> Texto proporcionado
=-=-=

El Reino de los Cielos es semejante a un tesoro escondido en un campo que, al encontrarlo un hombre, vuelve a esconderlo y, por la alegría que le da, va, vende todo lo que tiene y compra el campo aquel.
(Mt 13, 44)
También en la casa del celestial Padre no han faltado hijas pródigas, que primero quisieron projicere margaritas ante porcos - "echar sus perlas delante de los puercos" (Mt 7, 6), arrojar las perlas de sus almas a los sucios apetitos, y después vinieron a ser preciosísimas joyas, dignas de colocarse en la corona del Rey de la gloria. Una fue la santa Margarita de Cortona, que en la primera flor de su edad se huyó de la casa de su padre, y sin atender a su honor, se entregó a un deshonesto amante y prosiguió nueve años cumpliendo sus desenfrenados gustos:
cuando una mañana vio volver a casa el perro que solía continuamente acompañar al torpe dueño de su voluntad; venía ahora solo y con tristes ladridos lamentándose, la tiraba con los dientes de la ropa, como que la convidaba que le siguiese. Se turbó a aquel accidente no esperado la dama, y después de haber arrojado de sí el can, viendo que porfiaba en tirarla con los dientes de la ropa, se resolvió de tenerlo encerrado, hasta que se descubriese el fin de aquella novedad. Corrió al punto el can a un lugar apartado, donde había un montón de hacecillos de leña. Llegado allí, empezó con los ojos, con los ladridos, con los movimientos del cuerpo y de los pies, a darle a entender que registrase y descubriese lo que estaba allí escondido. Va quitando los hacecillos, y al fin descubre el cadáver de su infeliz amante, que muerto a manos de sus enemigos, corrompido por las heridas, asqueroso por la sangre, parecía que le estaba reprendiendo sus vicios le y le decía:
—Por ti está aquí mi cuerpo y por ti estará mi alma eternamente ardiendo en el infierno. Aprende a mi costa a componer bien tus cuentas con Dios.

=-=-=

> Datos proporcionados
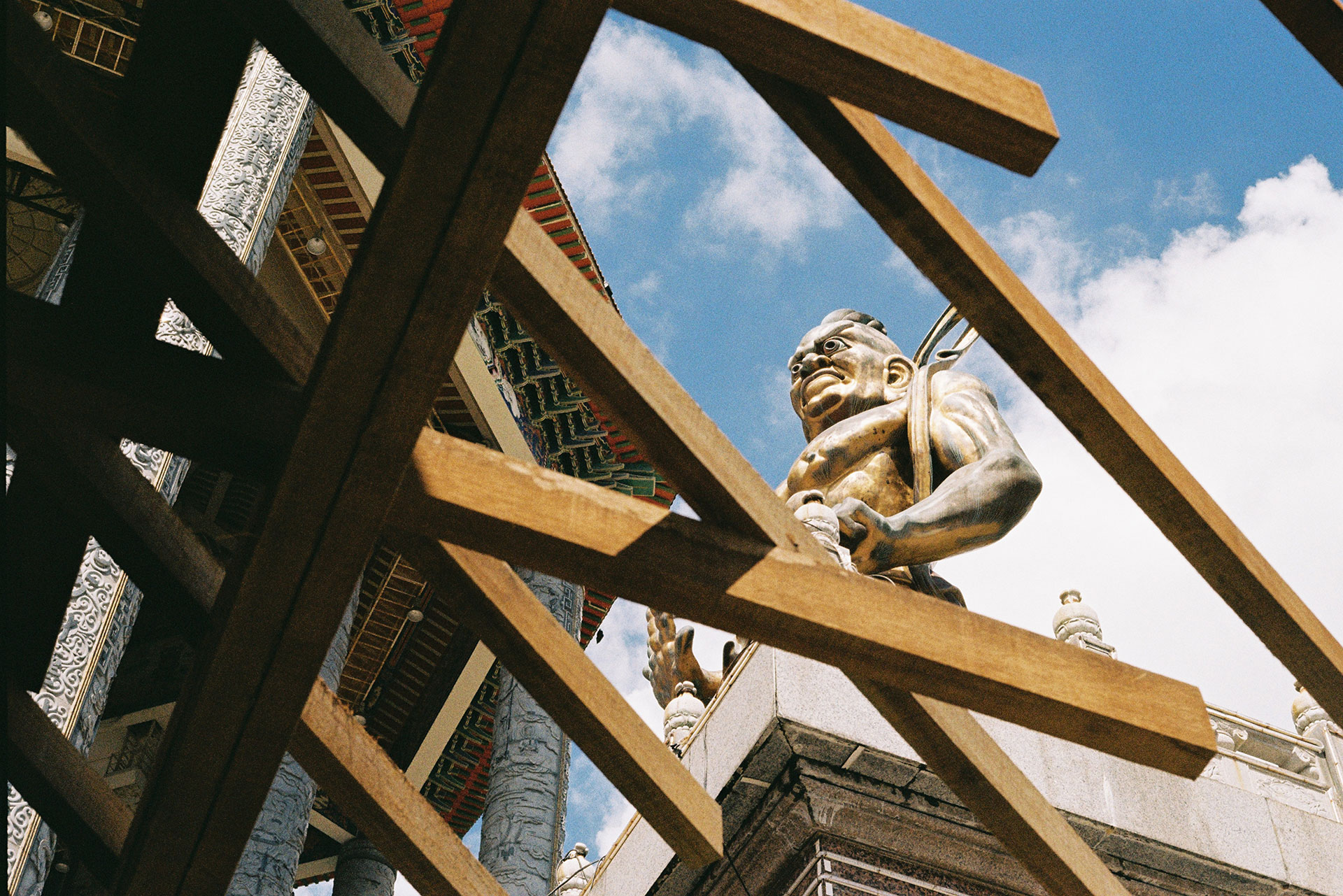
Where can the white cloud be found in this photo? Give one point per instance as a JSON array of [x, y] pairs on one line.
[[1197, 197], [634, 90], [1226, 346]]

=-=-=

> Tareas pendientes
A) Responda estas preguntas según el texto sobre santa Margarita de Cortona:
(i) En la cita de Mt 13, 44, ¿qué hace el hombre después de encontrar el tesoro?
(ii) ¿Durante cuántos años prosiguió Margarita con su deshonesto amante?
(iii) ¿Bajo qué estaba escondido el cadáver del amante?
B) Cite literalmente el pasaje del texto sobre santa Margarita de Cortona que empieza con las palabras "El Reino de" y termina con "el campo aquel.".
C) En el texto sobre santa Margarita de Cortona, la oración que comienza con "Llegado allí" enumera los medios con los que el perro le da a entender que registre el lugar. Enumere todos esos medios.

> Tareas resueltas
A)
(i) Vuelve a esconderlo, vende todo lo que tiene y compra el campo.
(ii) Durante nueve años.
(iii) Bajo un montón de hacecillos de leña.

B)
El Reino de los Cielos es semejante a un tesoro escondido en un campo que, al encontrarlo un hombre, vuelve a esconderlo y, por la alegría que le da, va, vende todo lo que tiene y compra el campo aquel.

C)
- Los ojos
- Los ladridos
- Los movimientos del cuerpo y de los pies